Love is patient; love is kind; love is not envious or boastful or arrogant or rude. It does not insist on its own way; it is not iritable or resentful; it does not rejoice in wrongdoing, but rejoices in truth. It bears all things, believes all things, hopes all things, endures all things. 1 Corinthians 13.4-7

For on reason or another, I felt the need to post that; love is so important in my life, and in everyone's. I hope to continue remembering that, even at my most exhausted and low moments.

I'm finding that my posts here often seem to be ministry to myself, something I did not expect to occur. In posting it, I make this available to any whom it may help or inspire. Perhaps one day my posts will be more well thought out and edited, more sorted and less blurted, but for now, this is what I feel I need to do here with this space.

Love and Light.

Monday, June 06, 2005

Brief Note

It looks as though I won't be nearly as active as I was a couple weeks ago for a little while. My computer has decided to reject the internet, and I've become incredibly busy at a new, full time job which will last through the summer.

I'll check back (probably) daily, but may not be doing much commenting or posting.

: /

Peace

Wednesday, June 01, 2005

Simplicity - an unfocused thought blurt

Through the chaos of my last couple weeks, the testimonies of simplicity and integrity have been coming up in my thought process quite a bit. Since I haven't felt like I've had time to really sit with these thoughts yet, what I have to say may not be as clear, focused, or articulate as I would hope, but I figure that writing it out may help me thresh through some of it a little better.

Simplicity. My thoughts on simplicity have been far from thorough, but different from typical interpretations of 'simple' that I usually hear or think about. I recently moved out of my dorm room at school and found that I had a great excess of stuff. I threw out what was trashable, gave away some of it, and brought the rest home - still an excess of necessary stuff. I decided that the next time I moved out (which turned out to be today, four days later), I would not bring nearly as much stuff as I brought home, in part as a dedication to simplicity. Excess stuff leads to mess, clutter, and often distracting complication to one's life - distracting from the Spirit. I did manage to bring a lot less stuff, but still probably more than I need. (I find, all too often, that I keep thinking to myself "well, I might need that one day; you never know!" The hard part about saying "no" to things like that is that I might actually be right - often it's not a completely misplaced or irrational thought. It still leaves me with excess stuff.) I think part of simplicity - and I admit that this is not an entirely original idea - is to not have so much stuff!

■ **Information shown**:
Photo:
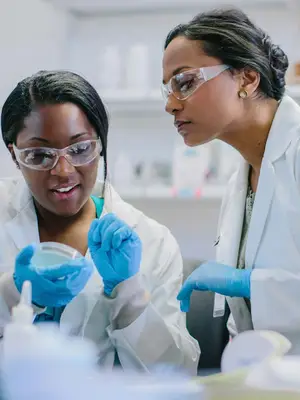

■ **Problem details**:
From the Corinthians passage quoted in the blog text, list each verb that is paired with "all things." The material has no role in this work.

■ **Solution**:
bears, believes, hopes, endures